▸ **Seçilmiş Metin**
☆ ☆ ☆ ☆ ☆

Türkiye genelinde DHKP-C adı altında yapılan operasyonda aralarında Çağdaş Hukukçular Derneği (ÇHD) üyesi 16 avukatın gözaltına alınmasına sivil toplum örgütleri tepki gösterdi. Bugün sabah saatlerinde çeşitli illerde ev ve bürolara operasyon yapılmış 85 kişi gözaltına alınmıştı. Baskın yapılan meskenlerden bir kısmı ÇHD büroları ile avukatların evleriydi. Gözaltına alınanlardan arasında avukatların yanı sıra Grup Yorum üyeleri de var.
STÖ'ler operasyonların savunma hakkını ihlal etmeye yönelik olduğunu ifade etti.

☆ ☆ ☆ ☆ ☆

▸ **Kayıt Listesi**
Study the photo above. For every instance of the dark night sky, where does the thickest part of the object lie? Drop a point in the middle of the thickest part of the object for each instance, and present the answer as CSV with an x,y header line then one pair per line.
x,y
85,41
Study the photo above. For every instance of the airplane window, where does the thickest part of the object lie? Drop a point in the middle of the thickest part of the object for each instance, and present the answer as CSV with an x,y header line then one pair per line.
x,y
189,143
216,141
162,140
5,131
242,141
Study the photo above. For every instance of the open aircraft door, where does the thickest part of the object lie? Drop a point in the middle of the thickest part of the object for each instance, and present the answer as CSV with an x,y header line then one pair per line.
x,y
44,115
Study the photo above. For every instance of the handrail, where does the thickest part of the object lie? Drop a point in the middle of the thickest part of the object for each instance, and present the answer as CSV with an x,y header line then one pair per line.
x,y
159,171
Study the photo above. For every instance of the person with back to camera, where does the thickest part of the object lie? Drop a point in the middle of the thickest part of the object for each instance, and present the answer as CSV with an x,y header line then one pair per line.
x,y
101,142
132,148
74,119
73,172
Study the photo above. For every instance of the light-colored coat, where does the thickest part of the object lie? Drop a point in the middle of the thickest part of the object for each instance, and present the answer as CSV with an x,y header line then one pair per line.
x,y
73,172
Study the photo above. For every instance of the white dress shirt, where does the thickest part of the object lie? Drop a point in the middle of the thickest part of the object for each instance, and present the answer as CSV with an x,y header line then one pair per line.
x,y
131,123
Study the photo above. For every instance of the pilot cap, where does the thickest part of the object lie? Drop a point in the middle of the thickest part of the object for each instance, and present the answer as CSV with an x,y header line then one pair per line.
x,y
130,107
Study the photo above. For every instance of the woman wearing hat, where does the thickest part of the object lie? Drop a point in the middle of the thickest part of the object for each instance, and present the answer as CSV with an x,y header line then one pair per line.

☆ ☆ ☆ ☆ ☆

▸ **Gereksinim**
Gözaltı haberine göre sabah saatlerinde yapılan operasyonlarda toplam kaç kişi gözaltına alınmıştı? Kayıtlar, metinden bağımsız ayrı bir malzemedir.

▸ **Görev Yanıtı**
85 kişi gözaltına alınmıştı.